## GIVEN PASSAGE
────
Schools get green signal on road safety

Anahita Mukherji I TNN

Mumbai: If you are a school principal who has been trying in vain to drive home the need for road safety among students, how about getting them to man the signal outside your institution?
    If you are keen on the idea, then Mumbai's assistant commissioner of police (traffic) Amarjit Singh has just the thing for you. While addressing a few hundred school teachers and principals at a function to commemorate the closure of the 20th National Road Safety Week on Wednesday, Singh spoke of the need for more schools to come forward and adopt the Road Safety Patrol (RSP) programme run by the traffic department in which students be
come RSP cadets.
    The programme, for students from Stds V to X, involves both the theory and practical side of road safety. Schools need to appoint a warden, usually the school PT teacher, for the RSP cadets. Currently, there are 472 schools which are a part of the programme, with 100 others gearing up to adopt it.
────
## MATERIAL SUPPLIED
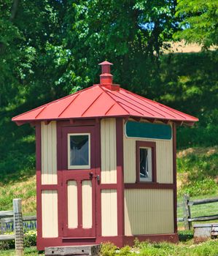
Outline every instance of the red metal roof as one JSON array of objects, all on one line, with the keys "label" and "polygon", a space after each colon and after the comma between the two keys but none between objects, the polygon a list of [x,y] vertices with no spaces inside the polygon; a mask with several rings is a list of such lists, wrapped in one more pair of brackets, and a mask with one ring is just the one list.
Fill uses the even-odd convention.
[{"label": "red metal roof", "polygon": [[[102,64],[109,65],[110,63]],[[148,120],[173,121],[192,125],[198,118],[163,104],[142,97],[112,84],[112,76],[107,83],[94,85],[86,89],[45,104],[12,118],[17,124],[82,118],[113,116],[144,118]]]}]

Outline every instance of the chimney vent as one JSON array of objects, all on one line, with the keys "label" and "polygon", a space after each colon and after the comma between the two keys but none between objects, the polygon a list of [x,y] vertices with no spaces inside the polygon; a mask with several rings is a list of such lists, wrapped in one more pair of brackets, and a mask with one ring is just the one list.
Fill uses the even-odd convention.
[{"label": "chimney vent", "polygon": [[111,74],[112,63],[103,61],[99,64],[101,66],[101,75],[100,75],[100,84],[112,84],[113,75]]}]

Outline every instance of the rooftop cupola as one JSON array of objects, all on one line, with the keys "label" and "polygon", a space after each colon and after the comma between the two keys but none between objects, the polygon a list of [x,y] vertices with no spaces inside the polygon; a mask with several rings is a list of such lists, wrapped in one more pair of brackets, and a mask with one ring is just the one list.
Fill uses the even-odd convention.
[{"label": "rooftop cupola", "polygon": [[100,75],[100,84],[112,84],[113,75],[111,74],[112,63],[103,61],[99,64],[101,66],[101,74]]},{"label": "rooftop cupola", "polygon": [[113,84],[113,75],[111,74],[111,65],[112,63],[103,61],[98,65],[101,66],[101,74],[100,75],[100,85],[106,87],[112,91],[120,91],[120,86]]}]

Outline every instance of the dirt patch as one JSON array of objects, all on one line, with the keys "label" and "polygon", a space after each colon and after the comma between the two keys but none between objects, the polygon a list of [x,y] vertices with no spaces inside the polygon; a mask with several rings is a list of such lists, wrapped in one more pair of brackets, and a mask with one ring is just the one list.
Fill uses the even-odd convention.
[{"label": "dirt patch", "polygon": [[182,158],[192,154],[195,154],[196,155],[205,154],[207,156],[211,156],[216,153],[218,153],[217,146],[207,148],[189,148],[179,151],[177,153],[177,157]]}]

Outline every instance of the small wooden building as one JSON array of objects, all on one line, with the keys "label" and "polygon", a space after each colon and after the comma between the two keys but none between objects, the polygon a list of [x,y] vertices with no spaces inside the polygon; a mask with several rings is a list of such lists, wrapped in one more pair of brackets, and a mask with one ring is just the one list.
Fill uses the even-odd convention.
[{"label": "small wooden building", "polygon": [[177,241],[176,125],[198,118],[100,83],[12,118],[36,134],[37,247]]}]

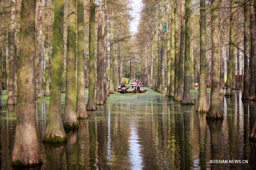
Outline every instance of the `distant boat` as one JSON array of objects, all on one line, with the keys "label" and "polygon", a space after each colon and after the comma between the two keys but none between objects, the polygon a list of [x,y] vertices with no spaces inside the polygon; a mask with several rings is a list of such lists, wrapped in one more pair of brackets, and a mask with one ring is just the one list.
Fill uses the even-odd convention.
[{"label": "distant boat", "polygon": [[133,82],[131,83],[132,85],[136,85],[137,84],[143,84],[143,83],[141,82]]},{"label": "distant boat", "polygon": [[121,94],[124,94],[125,93],[145,93],[148,90],[143,90],[140,91],[125,91],[125,90],[120,90],[117,91],[117,92],[119,92]]},{"label": "distant boat", "polygon": [[[126,90],[127,90],[127,89],[128,89],[129,88],[129,88],[129,87],[126,87],[126,88],[125,88],[125,89],[126,89]],[[118,88],[118,90],[122,90],[122,88]]]}]

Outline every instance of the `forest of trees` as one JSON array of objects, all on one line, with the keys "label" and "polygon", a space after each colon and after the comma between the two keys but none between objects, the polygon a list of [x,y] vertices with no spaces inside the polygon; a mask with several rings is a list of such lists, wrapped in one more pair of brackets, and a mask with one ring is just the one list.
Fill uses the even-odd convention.
[{"label": "forest of trees", "polygon": [[125,77],[182,104],[196,104],[190,91],[198,82],[197,111],[209,120],[223,119],[220,95],[232,97],[232,90],[255,100],[256,0],[142,2],[134,35],[129,0],[0,1],[0,88],[6,104],[15,104],[17,94],[13,165],[42,163],[35,124],[39,98],[50,98],[43,138],[48,142],[66,141],[65,130],[79,128],[78,120],[104,104]]}]

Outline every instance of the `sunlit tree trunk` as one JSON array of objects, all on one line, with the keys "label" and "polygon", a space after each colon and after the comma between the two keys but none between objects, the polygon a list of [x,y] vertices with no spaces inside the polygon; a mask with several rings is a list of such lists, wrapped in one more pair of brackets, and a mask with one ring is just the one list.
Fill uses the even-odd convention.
────
## PROBLEM SET
(a) Answer these from the road safety article:
(i) On what day of the week was the function marking the end of the 20th National Road Safety Week held?
(ii) Which standards is the Road Safety Patrol programme meant for?
(iii) How many schools are currently part of the programme?
(b) Please swap "warden" for "supervisor" and write out the road safety article from "If you are keen" up to and including "to adopt it.".

## ANSWERS FOR THE EXERCISE
(a)
(i) Wednesday
(ii) Stds V to X
(iii) 472

(b)
If you are keen on the idea, then Mumbai's assistant commissioner of police (traffic) Amarjit Singh has just the thing for you. While addressing a few hundred school teachers and principals at a function to commemorate the closure of the 20th National Road Safety Week on Wednesday, Singh spoke of the need for more schools to come forward and adopt the Road Safety Patrol (RSP) programme run by the traffic department in which students be
come RSP cadets.
    The programme, for students from Stds V to X, involves both the theory and practical side of road safety. Schools need to appoint a supervisor, usually the school PT teacher, for the RSP cadets. Currently, there are 472 schools which are a part of the programme, with 100 others gearing up to adopt it.